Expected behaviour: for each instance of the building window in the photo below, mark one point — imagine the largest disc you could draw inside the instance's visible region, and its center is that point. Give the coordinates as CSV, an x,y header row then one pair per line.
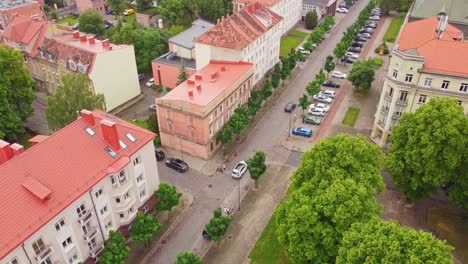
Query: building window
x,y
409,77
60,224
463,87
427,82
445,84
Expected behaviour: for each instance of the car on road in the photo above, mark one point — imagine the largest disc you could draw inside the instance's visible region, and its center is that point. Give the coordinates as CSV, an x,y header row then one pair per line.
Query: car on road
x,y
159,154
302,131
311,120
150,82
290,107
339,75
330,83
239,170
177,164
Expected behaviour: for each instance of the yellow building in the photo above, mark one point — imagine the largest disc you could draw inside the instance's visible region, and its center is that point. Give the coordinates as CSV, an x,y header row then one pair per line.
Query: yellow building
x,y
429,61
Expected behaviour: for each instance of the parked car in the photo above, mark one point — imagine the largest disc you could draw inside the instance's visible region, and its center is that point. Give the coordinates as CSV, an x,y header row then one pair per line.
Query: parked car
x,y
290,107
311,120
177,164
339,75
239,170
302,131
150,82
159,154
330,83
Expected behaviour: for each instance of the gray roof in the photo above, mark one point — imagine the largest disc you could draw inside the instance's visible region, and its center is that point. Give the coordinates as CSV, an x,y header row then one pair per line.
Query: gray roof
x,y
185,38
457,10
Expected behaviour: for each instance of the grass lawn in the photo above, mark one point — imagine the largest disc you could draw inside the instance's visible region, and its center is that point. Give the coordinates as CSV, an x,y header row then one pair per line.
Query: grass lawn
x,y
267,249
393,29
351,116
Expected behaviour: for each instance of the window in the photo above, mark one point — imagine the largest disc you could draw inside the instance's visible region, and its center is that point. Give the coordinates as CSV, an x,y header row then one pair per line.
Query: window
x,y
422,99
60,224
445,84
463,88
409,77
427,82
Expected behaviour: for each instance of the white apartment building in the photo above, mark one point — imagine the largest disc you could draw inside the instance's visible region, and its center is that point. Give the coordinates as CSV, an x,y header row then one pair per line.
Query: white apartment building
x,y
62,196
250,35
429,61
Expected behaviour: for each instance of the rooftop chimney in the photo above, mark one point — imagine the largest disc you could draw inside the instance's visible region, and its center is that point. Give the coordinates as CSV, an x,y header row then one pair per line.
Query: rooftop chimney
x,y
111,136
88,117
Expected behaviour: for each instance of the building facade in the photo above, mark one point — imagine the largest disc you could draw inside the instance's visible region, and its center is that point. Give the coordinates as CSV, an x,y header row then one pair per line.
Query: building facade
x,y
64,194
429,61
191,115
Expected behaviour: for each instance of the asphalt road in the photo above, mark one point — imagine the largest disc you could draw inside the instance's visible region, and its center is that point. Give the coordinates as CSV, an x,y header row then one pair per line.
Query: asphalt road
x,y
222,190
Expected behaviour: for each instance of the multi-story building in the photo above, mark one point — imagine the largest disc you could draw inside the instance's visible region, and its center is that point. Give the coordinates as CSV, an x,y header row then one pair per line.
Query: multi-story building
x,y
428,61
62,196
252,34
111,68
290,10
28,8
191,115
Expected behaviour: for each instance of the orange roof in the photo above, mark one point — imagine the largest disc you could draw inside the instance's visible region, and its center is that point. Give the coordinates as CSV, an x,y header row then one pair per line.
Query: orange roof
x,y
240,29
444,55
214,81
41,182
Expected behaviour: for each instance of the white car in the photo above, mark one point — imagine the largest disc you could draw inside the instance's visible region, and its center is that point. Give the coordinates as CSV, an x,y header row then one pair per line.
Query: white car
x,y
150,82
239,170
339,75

...

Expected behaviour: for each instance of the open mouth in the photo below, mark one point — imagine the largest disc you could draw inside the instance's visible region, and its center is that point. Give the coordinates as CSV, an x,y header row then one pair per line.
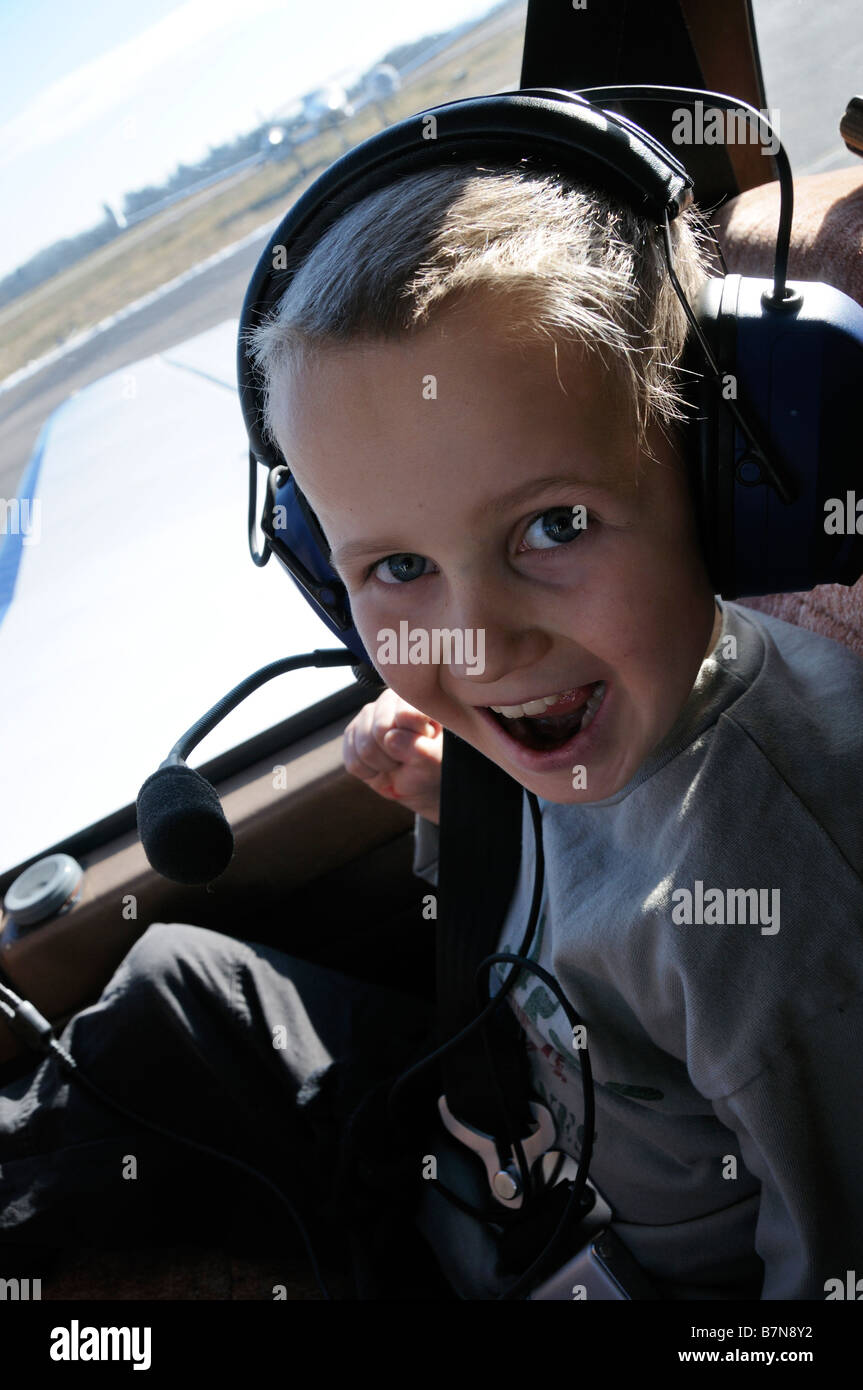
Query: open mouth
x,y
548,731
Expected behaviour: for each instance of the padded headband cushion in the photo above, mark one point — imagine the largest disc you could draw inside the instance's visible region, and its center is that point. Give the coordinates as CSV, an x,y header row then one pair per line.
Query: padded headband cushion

* * *

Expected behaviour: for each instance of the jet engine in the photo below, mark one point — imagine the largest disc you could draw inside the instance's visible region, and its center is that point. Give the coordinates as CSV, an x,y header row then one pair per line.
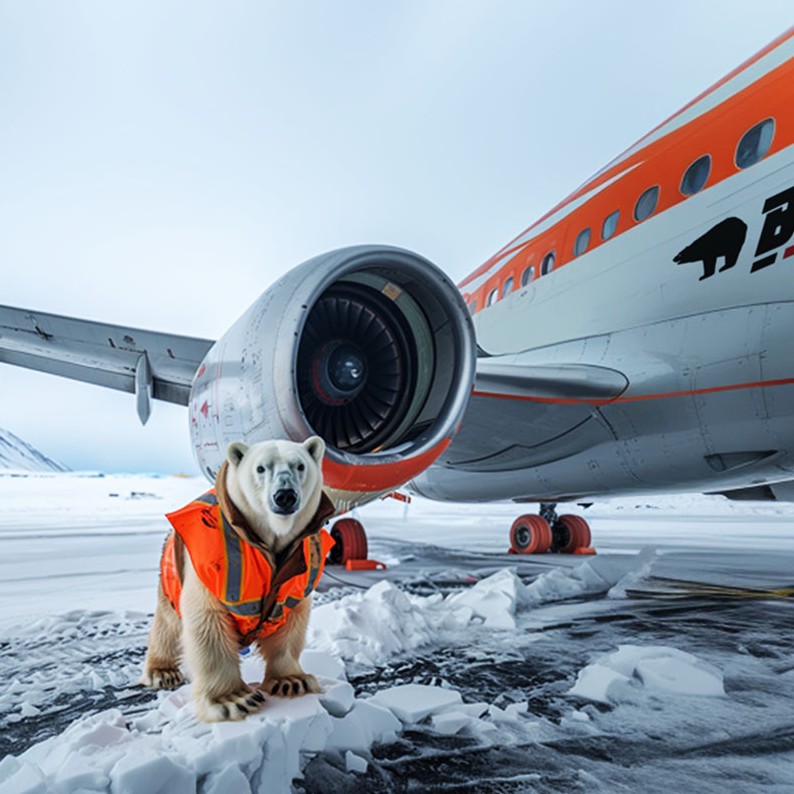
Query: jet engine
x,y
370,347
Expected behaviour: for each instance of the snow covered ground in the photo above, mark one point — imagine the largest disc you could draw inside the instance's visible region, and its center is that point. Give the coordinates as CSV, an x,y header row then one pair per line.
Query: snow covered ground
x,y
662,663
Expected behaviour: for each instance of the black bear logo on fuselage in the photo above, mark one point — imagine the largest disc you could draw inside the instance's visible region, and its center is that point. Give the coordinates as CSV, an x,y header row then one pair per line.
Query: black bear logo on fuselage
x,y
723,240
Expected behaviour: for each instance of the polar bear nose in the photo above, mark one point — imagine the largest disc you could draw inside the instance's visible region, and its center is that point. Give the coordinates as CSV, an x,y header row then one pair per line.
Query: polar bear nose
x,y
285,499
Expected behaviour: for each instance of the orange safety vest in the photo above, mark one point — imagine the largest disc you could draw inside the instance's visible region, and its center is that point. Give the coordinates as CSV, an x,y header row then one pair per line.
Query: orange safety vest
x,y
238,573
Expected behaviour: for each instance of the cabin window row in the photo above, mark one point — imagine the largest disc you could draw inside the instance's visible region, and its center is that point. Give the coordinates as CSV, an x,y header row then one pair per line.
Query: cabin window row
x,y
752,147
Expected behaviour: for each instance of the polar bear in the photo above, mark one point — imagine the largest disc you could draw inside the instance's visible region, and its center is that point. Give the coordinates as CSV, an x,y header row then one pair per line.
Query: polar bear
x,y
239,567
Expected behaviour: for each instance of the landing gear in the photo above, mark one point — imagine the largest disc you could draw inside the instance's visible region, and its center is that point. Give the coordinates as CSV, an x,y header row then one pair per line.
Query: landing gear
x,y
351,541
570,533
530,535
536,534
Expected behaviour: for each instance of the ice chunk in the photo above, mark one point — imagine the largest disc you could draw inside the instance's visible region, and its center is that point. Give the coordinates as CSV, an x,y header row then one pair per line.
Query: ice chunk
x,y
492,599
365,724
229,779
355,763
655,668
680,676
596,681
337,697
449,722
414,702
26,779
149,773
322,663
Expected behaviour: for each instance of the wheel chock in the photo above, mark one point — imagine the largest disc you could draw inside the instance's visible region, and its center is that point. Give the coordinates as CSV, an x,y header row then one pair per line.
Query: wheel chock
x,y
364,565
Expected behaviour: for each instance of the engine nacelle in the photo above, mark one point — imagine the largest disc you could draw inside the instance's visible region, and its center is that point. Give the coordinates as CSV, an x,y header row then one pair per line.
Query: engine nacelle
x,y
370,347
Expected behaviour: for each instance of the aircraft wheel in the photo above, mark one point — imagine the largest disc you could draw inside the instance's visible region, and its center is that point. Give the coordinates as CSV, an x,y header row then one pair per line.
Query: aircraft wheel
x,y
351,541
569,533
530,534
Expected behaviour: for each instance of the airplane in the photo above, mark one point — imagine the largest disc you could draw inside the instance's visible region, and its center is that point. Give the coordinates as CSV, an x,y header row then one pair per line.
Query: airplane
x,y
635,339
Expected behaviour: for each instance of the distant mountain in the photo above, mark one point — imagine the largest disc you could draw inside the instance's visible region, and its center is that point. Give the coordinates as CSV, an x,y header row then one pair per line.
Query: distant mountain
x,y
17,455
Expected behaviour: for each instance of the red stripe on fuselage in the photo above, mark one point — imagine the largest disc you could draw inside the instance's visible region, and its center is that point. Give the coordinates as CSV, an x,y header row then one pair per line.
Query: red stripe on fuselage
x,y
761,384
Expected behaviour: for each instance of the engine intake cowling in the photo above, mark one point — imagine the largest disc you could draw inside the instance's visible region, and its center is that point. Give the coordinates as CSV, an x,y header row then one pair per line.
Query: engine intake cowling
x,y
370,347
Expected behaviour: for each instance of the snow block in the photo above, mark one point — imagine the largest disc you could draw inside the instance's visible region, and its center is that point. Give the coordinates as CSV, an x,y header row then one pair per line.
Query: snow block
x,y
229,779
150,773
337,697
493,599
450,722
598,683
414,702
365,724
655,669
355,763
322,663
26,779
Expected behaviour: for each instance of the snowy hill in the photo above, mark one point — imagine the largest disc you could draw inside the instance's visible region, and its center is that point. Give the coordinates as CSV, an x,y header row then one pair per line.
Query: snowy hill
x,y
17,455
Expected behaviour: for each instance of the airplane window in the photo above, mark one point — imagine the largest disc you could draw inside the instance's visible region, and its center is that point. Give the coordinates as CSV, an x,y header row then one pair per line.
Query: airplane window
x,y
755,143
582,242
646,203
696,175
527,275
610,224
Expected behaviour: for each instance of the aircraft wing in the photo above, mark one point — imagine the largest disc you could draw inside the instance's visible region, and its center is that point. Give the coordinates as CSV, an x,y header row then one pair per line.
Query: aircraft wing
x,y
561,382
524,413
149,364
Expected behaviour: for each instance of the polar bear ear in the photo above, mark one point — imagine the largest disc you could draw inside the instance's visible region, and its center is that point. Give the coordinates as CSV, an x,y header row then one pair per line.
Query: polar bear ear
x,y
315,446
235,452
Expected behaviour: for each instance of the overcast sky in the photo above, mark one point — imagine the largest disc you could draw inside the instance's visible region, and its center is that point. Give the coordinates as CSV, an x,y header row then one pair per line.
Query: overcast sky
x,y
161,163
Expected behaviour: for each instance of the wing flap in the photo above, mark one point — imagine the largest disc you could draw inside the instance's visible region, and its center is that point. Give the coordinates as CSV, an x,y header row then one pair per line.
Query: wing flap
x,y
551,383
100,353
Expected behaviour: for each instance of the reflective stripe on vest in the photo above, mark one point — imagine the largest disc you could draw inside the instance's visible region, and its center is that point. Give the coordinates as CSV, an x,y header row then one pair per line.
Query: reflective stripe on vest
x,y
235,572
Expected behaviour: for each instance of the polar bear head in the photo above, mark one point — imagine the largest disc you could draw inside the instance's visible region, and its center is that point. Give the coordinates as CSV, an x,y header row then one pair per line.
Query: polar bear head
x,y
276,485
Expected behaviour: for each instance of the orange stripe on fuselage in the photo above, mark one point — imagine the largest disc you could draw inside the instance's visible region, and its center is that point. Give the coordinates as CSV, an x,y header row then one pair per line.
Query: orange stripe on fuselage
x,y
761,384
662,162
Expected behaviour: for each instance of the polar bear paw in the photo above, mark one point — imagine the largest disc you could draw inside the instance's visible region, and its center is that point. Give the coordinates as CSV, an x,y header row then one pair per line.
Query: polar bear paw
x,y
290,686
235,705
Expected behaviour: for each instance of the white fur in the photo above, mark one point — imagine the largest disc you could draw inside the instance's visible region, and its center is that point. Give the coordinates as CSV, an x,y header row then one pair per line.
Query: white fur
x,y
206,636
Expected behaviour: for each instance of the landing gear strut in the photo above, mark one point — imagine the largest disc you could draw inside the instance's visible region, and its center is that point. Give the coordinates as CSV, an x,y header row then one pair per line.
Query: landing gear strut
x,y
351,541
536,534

• **What you have to do**
The response should be the listing above, limited to the lines between the one holding "Expected behaviour: for each instance of the yellow" and the one holding "Expected behaviour: for each instance of the parked", inclusive, reproduced exactly.

• **Answer to this task**
Expected behaviour: for each instance of the yellow building in the photo above, mark one point — imagine the largest disc you could draw inside the instance's visible region, and its center is that point. Give the coordinates as CSV, an x,y header row then one pair per line.
Query: yellow building
x,y
429,61
Expected behaviour: for each instance of the parked car in the photo above, mark one point — imagine the largest disc you could draw inside the instance's visible region, and its center is that point. Give the coordinates as CSV, an x,y header row then one pair per line.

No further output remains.